EXERCISE AIM:
Your task is to repeat the lines below exactly, excluding any pictures they contain.

DATA FOR THE TASK:
····················

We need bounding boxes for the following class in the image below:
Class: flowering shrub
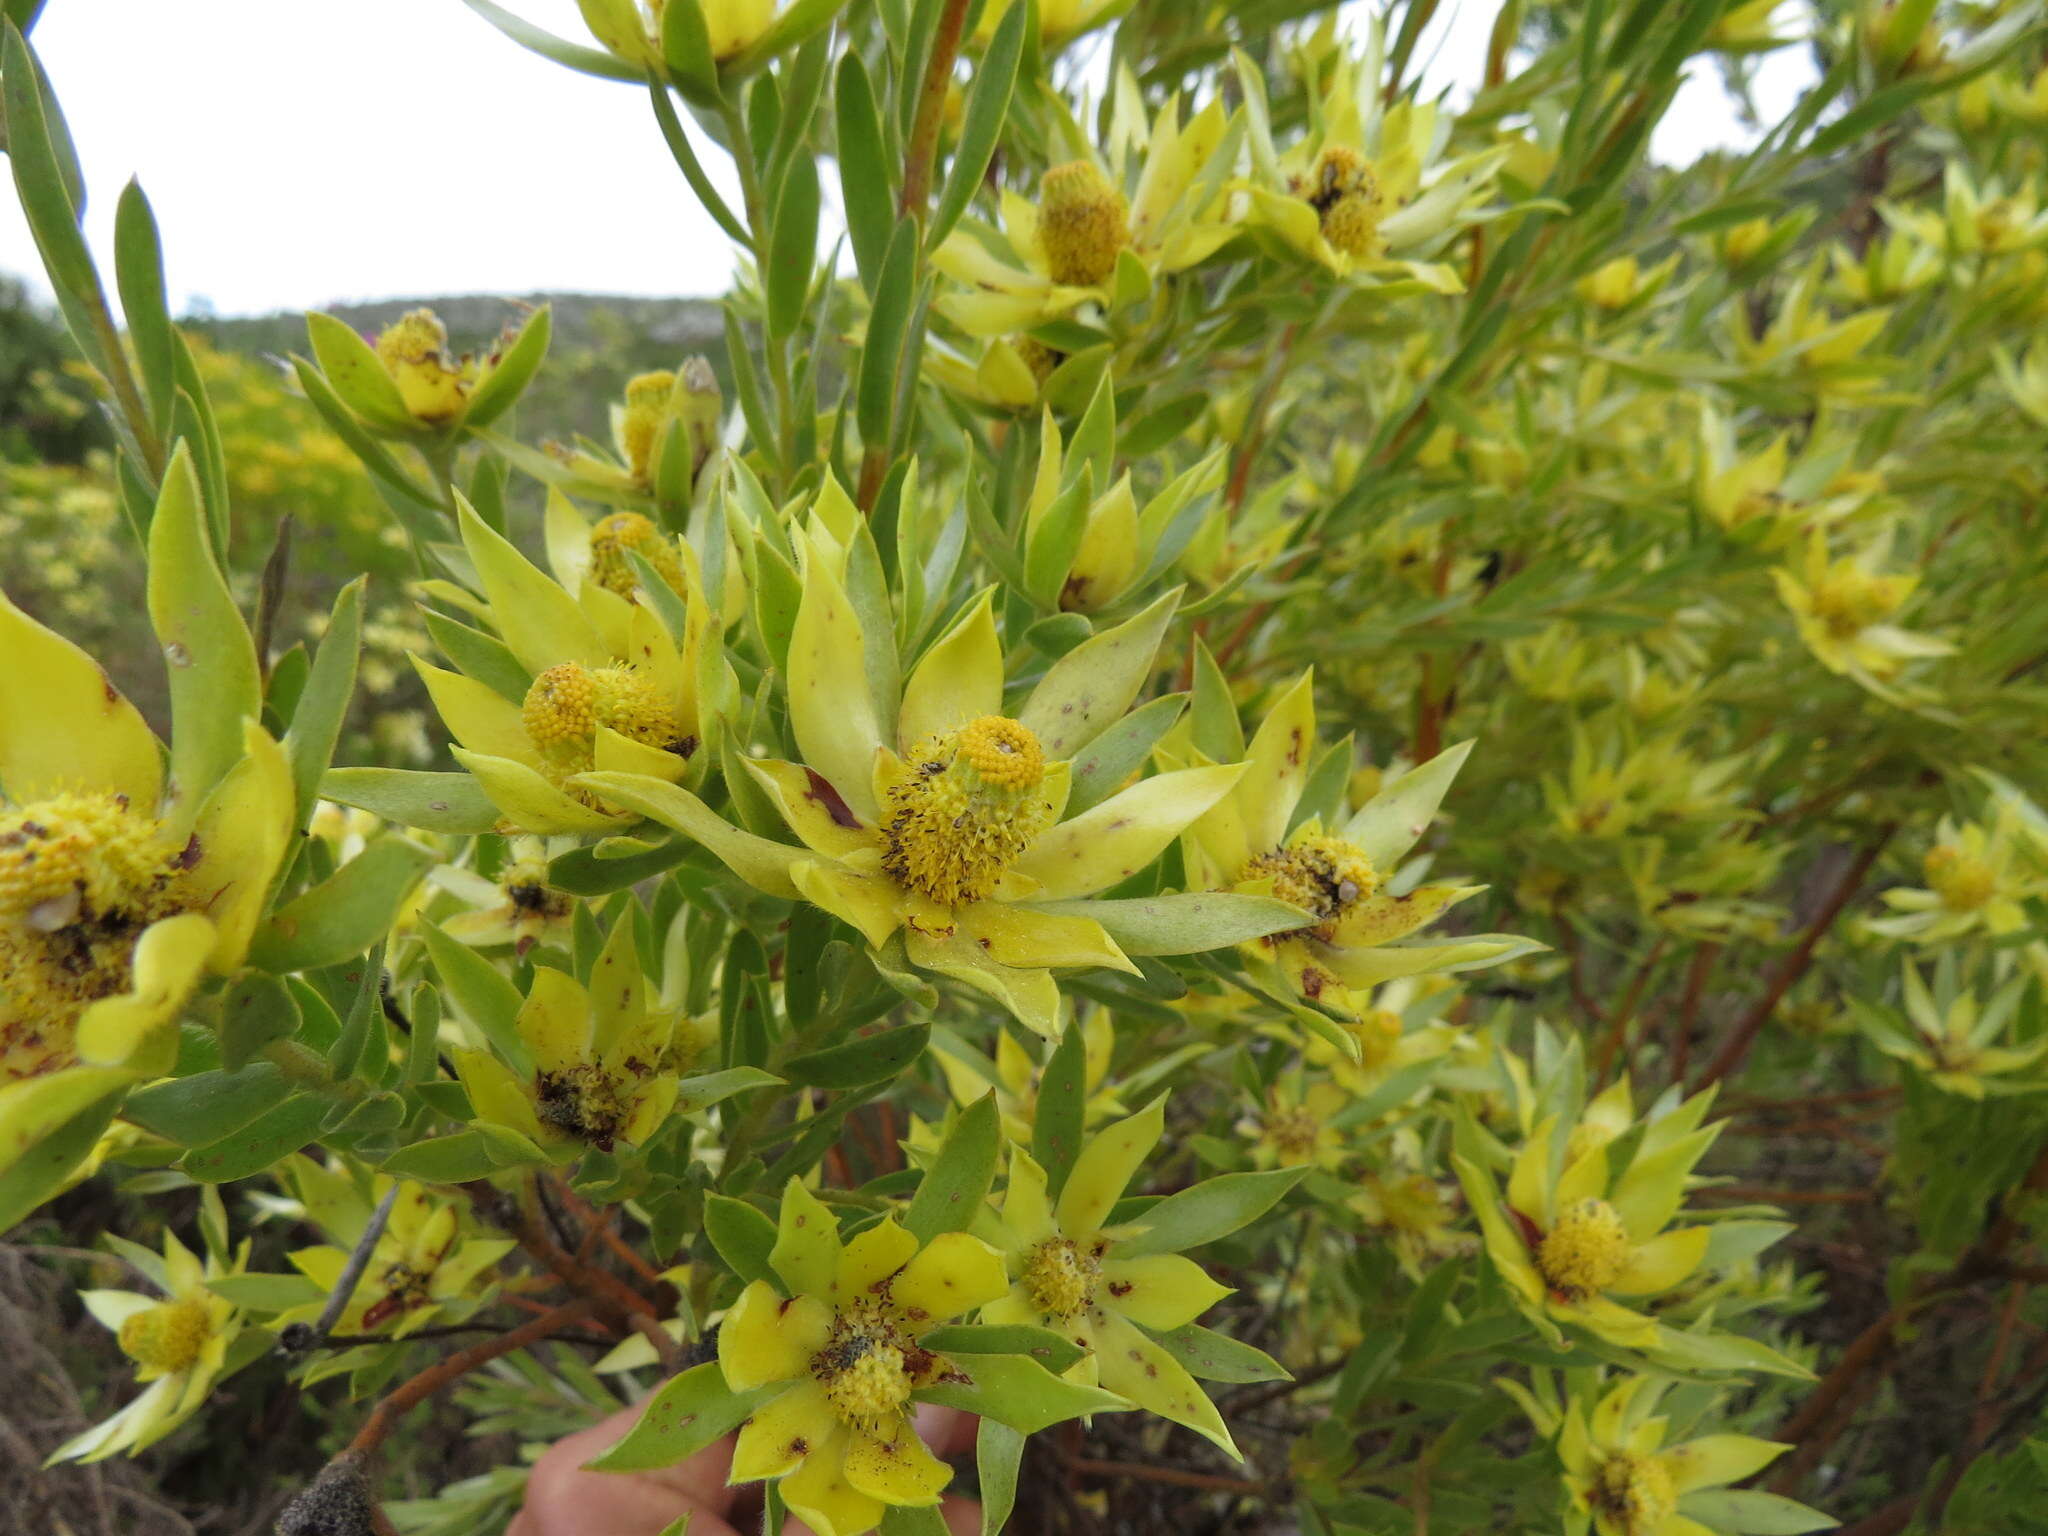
[7,0,2048,1532]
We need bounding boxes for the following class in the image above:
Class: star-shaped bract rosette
[717,1188,1012,1536]
[583,494,1253,1037]
[1171,669,1537,1047]
[411,493,721,836]
[1456,1085,1721,1355]
[986,1098,1261,1460]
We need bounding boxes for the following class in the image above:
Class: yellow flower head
[988,1100,1246,1459]
[1241,832,1379,944]
[1298,146,1385,258]
[1038,160,1129,286]
[1537,1197,1634,1299]
[587,510,686,599]
[1924,842,1995,911]
[881,715,1055,907]
[53,1204,248,1463]
[374,308,470,423]
[430,836,577,954]
[580,524,1243,1037]
[1538,1375,1802,1536]
[1870,811,2042,942]
[119,1296,212,1375]
[1455,1081,1756,1361]
[620,373,679,481]
[720,1189,1011,1536]
[2,451,293,1213]
[0,792,193,1079]
[448,910,701,1160]
[1173,670,1533,1039]
[407,497,718,836]
[522,661,681,788]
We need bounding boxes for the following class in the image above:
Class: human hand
[505,1402,981,1536]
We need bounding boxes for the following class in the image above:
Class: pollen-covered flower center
[118,1297,212,1375]
[521,662,687,799]
[534,1061,629,1148]
[1023,1237,1100,1318]
[588,511,685,598]
[1242,834,1377,942]
[813,1303,922,1431]
[1924,844,1995,910]
[1038,161,1129,286]
[1,792,192,1085]
[1536,1197,1632,1300]
[1590,1450,1677,1535]
[1297,146,1384,258]
[881,716,1055,907]
[1264,1105,1321,1164]
[374,308,468,423]
[1810,568,1907,638]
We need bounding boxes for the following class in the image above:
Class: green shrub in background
[3,0,2048,1533]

····················

THE COMPLETED TASK:
We need bounding boxes for the following class in the image below:
Class: flowering shrub
[7,0,2048,1532]
We need bounding boxes for the following class in the image above:
Class: star-shaped bract rosette
[717,1188,1012,1536]
[583,494,1253,1037]
[1171,669,1537,1047]
[411,493,721,836]
[1456,1085,1721,1355]
[986,1098,1261,1460]
We need bounding boxes for the following class in the image above:
Class: yellow flower head
[988,1100,1246,1459]
[1241,832,1379,944]
[1298,146,1385,258]
[1038,160,1129,286]
[1537,1197,1634,1299]
[587,510,686,599]
[1924,842,1995,911]
[881,715,1055,907]
[53,1204,248,1463]
[374,308,470,423]
[430,836,577,954]
[580,524,1243,1037]
[1538,1375,1802,1536]
[1870,811,2042,942]
[119,1296,212,1375]
[1455,1081,1756,1361]
[620,373,679,481]
[720,1189,1011,1536]
[2,451,293,1213]
[0,792,193,1079]
[448,910,701,1160]
[1173,670,1533,1039]
[407,497,718,836]
[522,661,681,788]
We need bounding boxes for the following class in the image above:
Class: human hand
[505,1402,981,1536]
We need bounding boxes for the following class in the image above:
Class: pollen-covered flower center
[118,1297,212,1375]
[521,662,687,799]
[534,1061,629,1148]
[1023,1237,1100,1318]
[588,511,685,598]
[1242,834,1377,942]
[813,1303,922,1431]
[1924,844,1995,910]
[1038,161,1129,286]
[1,792,192,1085]
[1536,1197,1632,1300]
[1590,1450,1677,1535]
[1297,146,1384,258]
[881,716,1055,907]
[1264,1105,1321,1164]
[374,308,468,423]
[1810,568,1907,638]
We need bounding boxes for the following class in the image above:
Class: green shrub in background
[3,0,2048,1533]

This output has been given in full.